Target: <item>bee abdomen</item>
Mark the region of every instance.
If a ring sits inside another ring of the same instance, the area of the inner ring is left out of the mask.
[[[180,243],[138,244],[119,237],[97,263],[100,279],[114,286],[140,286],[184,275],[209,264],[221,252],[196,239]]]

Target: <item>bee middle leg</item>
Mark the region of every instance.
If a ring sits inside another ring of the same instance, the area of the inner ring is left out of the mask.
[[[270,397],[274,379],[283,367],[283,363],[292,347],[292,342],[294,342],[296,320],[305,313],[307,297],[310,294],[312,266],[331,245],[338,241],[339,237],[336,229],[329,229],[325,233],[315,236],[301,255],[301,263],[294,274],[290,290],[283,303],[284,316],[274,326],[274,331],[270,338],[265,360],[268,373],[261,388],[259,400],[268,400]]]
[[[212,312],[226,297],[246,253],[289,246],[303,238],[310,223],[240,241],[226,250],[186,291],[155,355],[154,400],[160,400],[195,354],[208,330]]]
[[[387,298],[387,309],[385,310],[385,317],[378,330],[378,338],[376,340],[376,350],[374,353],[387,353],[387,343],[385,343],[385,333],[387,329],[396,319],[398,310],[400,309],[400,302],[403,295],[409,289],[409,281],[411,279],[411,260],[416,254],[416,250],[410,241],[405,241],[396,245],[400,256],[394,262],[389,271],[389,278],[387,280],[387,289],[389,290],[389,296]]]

...

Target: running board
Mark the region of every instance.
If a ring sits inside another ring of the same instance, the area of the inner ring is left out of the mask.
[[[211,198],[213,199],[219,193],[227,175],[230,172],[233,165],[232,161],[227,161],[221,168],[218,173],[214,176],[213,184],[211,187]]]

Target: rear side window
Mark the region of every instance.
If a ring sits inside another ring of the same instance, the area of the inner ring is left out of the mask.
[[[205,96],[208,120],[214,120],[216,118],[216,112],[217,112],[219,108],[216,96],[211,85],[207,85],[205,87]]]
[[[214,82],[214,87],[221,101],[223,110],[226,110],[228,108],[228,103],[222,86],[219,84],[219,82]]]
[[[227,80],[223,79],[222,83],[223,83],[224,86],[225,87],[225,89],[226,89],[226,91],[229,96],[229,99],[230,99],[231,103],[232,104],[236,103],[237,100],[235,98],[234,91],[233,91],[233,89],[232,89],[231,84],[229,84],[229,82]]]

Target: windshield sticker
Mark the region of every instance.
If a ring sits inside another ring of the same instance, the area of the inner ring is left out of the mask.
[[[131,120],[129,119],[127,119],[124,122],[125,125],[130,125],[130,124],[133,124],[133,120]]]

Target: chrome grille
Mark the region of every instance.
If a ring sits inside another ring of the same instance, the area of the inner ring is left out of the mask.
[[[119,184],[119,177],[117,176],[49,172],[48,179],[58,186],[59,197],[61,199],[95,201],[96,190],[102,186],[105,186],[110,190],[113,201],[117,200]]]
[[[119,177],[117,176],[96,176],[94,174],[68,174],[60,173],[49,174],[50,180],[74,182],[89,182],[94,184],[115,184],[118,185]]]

==

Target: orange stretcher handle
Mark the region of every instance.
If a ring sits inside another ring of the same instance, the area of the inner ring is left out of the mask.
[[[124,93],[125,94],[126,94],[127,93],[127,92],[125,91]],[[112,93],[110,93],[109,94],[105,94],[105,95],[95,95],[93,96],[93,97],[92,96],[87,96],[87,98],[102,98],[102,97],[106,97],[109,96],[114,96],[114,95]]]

Work to do.
List every line in the entries above that contains the string "item", copying each line in full.

Solved problem.
Target: <item>bee abdomen</item>
Target: <item>bee middle leg</item>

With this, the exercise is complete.